= What is needed =
Reproduce the rows below from the first one through the line containing "(1109, 285)", with every "teal t-shirt" changed to "green t-shirt" and nothing else altered. Omit the pictures from the output.

— begin Exercise data —

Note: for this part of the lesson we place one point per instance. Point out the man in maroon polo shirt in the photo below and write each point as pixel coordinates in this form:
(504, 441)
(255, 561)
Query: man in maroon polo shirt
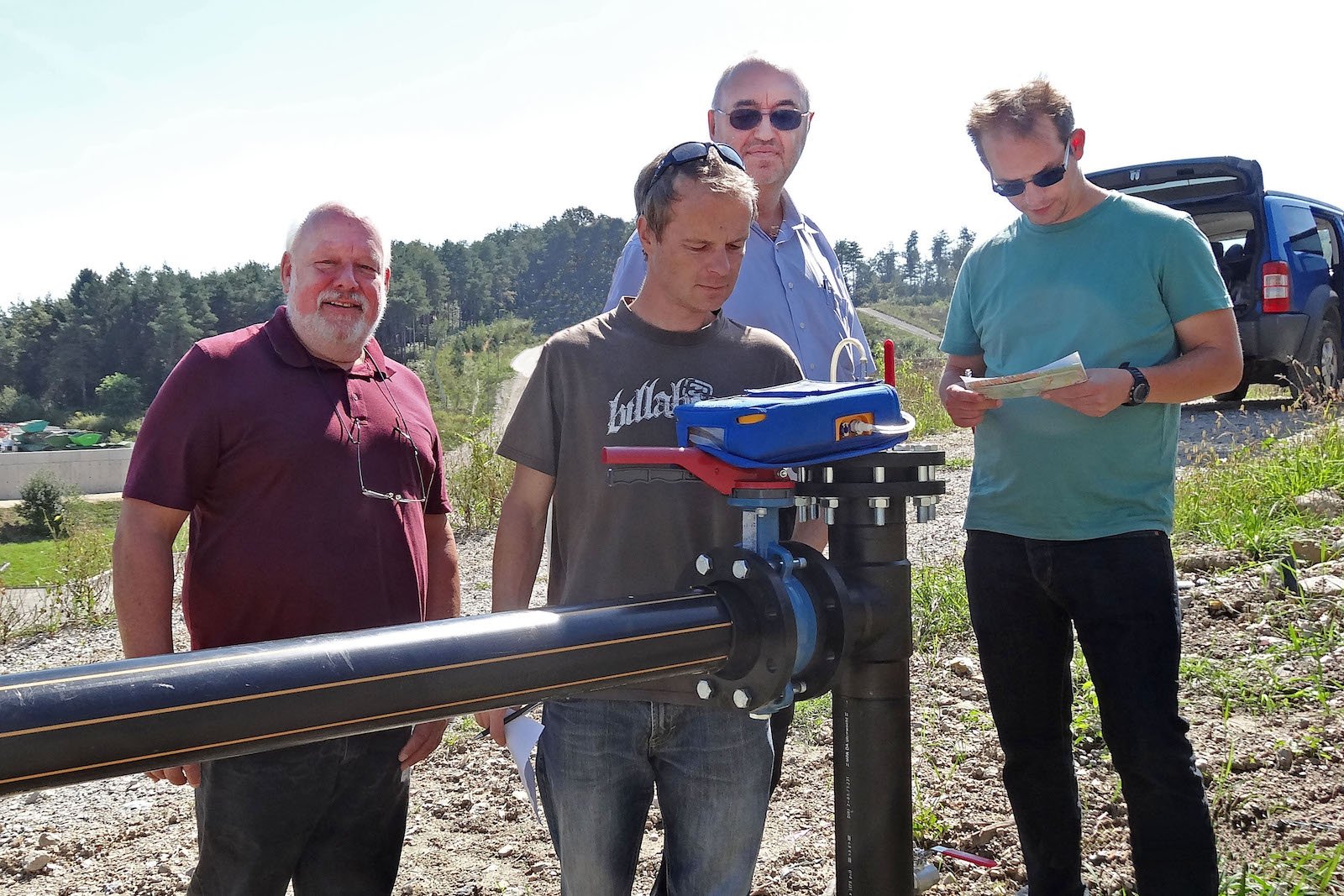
(311, 469)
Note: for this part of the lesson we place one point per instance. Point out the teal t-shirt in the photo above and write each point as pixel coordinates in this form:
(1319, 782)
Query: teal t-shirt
(1109, 285)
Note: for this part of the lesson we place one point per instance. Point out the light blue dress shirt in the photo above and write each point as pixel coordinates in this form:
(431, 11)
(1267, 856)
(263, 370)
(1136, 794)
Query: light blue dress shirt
(790, 286)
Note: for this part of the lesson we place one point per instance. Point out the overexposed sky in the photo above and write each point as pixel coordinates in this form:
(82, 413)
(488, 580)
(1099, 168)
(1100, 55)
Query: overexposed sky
(194, 134)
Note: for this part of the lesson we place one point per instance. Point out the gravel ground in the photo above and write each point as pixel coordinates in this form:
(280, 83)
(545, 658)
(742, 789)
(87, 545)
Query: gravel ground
(1276, 777)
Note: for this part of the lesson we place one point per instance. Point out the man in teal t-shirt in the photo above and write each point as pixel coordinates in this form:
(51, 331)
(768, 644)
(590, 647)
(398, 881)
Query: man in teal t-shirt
(1070, 510)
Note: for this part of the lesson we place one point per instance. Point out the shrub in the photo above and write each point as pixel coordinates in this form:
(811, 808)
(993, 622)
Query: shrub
(477, 486)
(44, 504)
(17, 406)
(91, 422)
(118, 396)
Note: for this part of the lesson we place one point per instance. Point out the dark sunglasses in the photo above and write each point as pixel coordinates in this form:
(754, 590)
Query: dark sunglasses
(783, 118)
(694, 150)
(1047, 177)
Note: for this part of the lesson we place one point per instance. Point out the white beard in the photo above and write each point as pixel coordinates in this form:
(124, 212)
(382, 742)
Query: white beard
(327, 338)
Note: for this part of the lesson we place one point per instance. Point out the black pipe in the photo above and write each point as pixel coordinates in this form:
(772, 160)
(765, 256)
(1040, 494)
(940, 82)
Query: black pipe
(65, 726)
(870, 710)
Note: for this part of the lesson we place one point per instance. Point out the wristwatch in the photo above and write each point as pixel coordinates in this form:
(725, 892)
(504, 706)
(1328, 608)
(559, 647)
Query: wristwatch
(1139, 391)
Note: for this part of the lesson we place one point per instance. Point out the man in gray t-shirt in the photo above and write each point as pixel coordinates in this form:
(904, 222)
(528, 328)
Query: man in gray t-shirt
(616, 380)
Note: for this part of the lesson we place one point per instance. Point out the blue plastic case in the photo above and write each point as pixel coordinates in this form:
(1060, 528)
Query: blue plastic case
(797, 423)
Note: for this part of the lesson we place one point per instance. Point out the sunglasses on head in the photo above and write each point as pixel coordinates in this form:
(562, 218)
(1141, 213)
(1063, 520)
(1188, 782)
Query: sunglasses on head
(696, 150)
(1048, 177)
(781, 118)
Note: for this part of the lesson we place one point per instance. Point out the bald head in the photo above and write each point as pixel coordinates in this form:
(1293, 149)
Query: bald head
(754, 65)
(328, 212)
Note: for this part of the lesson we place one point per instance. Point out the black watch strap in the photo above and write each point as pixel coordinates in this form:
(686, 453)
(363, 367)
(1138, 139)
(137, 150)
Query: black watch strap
(1139, 390)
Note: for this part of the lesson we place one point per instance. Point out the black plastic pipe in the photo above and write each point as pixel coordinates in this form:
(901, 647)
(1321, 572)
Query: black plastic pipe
(66, 726)
(870, 708)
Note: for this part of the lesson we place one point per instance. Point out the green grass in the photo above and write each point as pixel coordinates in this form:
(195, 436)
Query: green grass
(938, 605)
(1247, 500)
(476, 488)
(1304, 871)
(918, 391)
(35, 559)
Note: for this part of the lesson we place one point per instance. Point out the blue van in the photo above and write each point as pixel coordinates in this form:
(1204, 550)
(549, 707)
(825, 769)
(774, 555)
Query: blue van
(1278, 254)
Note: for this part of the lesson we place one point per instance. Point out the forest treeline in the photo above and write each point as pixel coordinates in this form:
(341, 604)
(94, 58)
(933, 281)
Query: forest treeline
(134, 325)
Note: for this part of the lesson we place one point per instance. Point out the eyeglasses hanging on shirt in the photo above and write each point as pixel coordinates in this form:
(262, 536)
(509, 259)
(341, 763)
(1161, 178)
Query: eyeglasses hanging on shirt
(401, 432)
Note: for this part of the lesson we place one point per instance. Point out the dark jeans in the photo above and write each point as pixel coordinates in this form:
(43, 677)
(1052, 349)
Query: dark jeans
(1120, 595)
(331, 815)
(780, 723)
(598, 762)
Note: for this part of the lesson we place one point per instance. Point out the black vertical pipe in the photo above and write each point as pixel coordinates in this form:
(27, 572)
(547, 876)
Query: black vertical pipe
(871, 694)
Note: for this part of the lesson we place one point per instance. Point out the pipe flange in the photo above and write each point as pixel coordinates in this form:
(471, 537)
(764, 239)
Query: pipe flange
(765, 636)
(837, 631)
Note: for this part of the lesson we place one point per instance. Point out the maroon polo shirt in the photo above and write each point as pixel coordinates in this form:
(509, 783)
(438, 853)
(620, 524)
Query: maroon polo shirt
(253, 437)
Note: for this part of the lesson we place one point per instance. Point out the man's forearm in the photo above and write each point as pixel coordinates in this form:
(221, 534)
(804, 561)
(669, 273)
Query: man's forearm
(517, 553)
(444, 590)
(141, 587)
(1202, 371)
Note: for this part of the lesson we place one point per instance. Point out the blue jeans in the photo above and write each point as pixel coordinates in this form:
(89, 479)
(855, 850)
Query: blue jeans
(1120, 595)
(331, 815)
(598, 763)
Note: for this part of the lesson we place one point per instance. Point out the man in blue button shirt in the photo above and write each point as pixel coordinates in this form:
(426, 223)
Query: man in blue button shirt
(790, 280)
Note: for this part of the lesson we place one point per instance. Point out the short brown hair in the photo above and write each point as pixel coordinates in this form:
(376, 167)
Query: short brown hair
(1018, 110)
(654, 199)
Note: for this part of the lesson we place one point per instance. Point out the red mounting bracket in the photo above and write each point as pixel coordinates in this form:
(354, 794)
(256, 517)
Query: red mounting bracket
(718, 474)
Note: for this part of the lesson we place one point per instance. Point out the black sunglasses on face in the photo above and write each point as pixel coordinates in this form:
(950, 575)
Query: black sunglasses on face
(1048, 177)
(783, 118)
(694, 150)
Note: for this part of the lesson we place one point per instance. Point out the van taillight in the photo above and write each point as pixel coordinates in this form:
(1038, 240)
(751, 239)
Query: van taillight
(1274, 289)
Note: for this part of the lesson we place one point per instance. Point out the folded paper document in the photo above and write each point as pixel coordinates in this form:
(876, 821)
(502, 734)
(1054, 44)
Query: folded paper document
(1066, 371)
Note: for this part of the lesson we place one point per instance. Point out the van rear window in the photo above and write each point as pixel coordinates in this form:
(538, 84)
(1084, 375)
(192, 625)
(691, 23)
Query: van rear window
(1193, 188)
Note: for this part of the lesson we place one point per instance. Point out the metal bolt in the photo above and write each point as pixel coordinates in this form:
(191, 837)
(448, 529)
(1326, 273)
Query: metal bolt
(927, 508)
(879, 510)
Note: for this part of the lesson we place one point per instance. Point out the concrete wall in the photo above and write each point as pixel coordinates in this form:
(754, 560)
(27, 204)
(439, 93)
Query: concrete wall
(91, 472)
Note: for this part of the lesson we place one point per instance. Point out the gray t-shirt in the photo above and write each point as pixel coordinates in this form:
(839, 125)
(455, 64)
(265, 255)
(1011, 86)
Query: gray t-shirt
(615, 380)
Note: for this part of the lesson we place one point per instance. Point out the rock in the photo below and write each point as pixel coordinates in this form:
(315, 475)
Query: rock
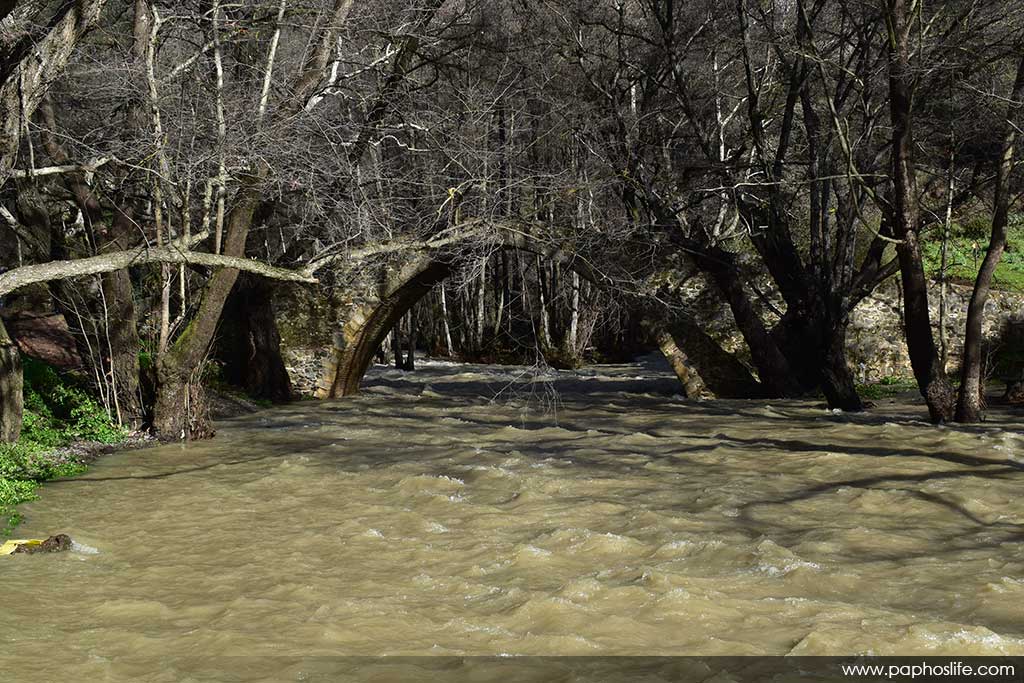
(1015, 393)
(54, 544)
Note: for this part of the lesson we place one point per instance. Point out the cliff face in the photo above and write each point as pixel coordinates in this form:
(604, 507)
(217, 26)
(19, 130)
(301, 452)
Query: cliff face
(876, 346)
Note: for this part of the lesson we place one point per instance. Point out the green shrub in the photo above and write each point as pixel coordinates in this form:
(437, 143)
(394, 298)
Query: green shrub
(57, 412)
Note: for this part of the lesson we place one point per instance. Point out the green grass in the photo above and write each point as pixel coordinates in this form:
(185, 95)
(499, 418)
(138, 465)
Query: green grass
(887, 387)
(968, 243)
(58, 411)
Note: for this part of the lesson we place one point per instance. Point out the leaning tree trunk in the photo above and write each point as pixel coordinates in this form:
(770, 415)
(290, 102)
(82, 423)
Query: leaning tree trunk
(925, 358)
(969, 406)
(11, 406)
(701, 365)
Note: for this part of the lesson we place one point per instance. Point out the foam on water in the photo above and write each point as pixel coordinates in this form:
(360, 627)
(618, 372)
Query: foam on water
(466, 510)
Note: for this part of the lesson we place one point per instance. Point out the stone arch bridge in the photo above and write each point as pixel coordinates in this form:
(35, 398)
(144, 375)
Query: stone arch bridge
(378, 300)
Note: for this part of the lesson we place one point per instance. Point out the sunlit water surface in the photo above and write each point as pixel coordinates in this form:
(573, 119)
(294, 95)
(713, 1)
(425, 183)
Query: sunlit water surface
(475, 510)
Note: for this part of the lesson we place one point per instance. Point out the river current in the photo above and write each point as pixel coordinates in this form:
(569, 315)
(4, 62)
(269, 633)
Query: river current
(472, 510)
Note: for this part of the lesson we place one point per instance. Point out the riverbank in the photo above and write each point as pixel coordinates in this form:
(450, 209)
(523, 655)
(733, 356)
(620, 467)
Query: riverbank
(55, 447)
(475, 510)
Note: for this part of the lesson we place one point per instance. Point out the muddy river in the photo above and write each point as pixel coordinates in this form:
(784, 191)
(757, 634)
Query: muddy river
(473, 510)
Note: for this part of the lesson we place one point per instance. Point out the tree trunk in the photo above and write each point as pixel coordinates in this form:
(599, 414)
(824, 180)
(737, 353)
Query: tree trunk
(773, 369)
(925, 359)
(180, 411)
(971, 399)
(693, 385)
(721, 374)
(837, 380)
(445, 327)
(11, 398)
(249, 344)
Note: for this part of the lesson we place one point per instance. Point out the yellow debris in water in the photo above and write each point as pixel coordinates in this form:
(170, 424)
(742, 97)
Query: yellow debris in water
(8, 547)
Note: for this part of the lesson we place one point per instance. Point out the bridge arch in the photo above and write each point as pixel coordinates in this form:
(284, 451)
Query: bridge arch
(705, 369)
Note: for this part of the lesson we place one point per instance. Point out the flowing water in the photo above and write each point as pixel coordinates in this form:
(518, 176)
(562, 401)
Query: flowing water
(480, 510)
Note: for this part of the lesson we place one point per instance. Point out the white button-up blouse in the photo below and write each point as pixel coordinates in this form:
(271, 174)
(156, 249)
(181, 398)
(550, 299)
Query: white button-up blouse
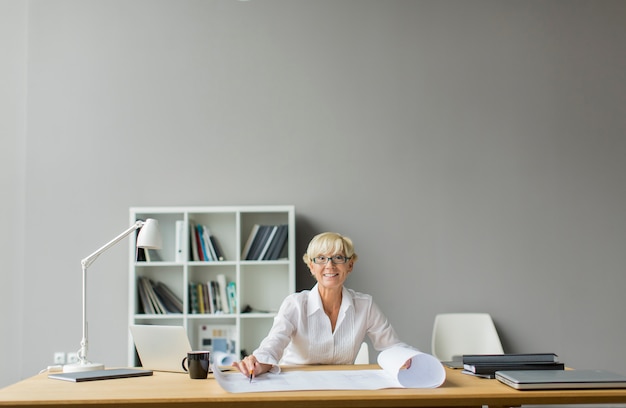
(302, 334)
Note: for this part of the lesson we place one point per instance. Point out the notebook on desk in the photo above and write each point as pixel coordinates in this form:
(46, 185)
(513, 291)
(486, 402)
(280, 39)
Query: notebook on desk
(161, 348)
(561, 379)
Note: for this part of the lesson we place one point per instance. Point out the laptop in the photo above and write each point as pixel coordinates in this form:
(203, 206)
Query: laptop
(560, 379)
(161, 348)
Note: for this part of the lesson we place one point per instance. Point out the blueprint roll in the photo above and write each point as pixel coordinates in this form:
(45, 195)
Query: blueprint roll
(223, 359)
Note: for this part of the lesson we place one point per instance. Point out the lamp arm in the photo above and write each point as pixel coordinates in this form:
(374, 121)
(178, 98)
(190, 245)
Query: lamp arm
(91, 258)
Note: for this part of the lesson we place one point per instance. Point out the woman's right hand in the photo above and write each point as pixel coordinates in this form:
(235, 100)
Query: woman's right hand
(251, 366)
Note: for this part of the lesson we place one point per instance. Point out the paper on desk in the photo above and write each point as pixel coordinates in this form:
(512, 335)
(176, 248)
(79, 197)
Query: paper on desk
(425, 372)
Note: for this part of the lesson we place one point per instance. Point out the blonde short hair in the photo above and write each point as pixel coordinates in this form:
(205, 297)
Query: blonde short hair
(329, 243)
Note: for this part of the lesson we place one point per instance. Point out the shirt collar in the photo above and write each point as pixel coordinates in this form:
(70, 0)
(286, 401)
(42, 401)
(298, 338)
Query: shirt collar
(315, 300)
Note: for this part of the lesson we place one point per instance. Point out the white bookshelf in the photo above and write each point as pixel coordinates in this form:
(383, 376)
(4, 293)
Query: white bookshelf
(261, 284)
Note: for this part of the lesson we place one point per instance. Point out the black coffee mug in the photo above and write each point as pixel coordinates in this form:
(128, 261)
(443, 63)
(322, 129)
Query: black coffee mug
(198, 362)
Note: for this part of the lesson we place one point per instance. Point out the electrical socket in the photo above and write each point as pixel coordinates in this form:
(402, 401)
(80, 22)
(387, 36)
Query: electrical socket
(72, 358)
(59, 357)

— end Exercise data —

= The result =
Note: for this part of the lesson we place one point per instance. Point out the man in maroon polo shirt in the photo below and write each point as pixel coordinates in this form:
(504, 441)
(255, 561)
Query: man in maroon polo shirt
(311, 469)
Note: for this part of the lesson we place one point per instance. Point out the green t-shirt in the photo above and write each point as pixel coordinates in this form:
(1319, 782)
Query: green t-shirt
(1109, 285)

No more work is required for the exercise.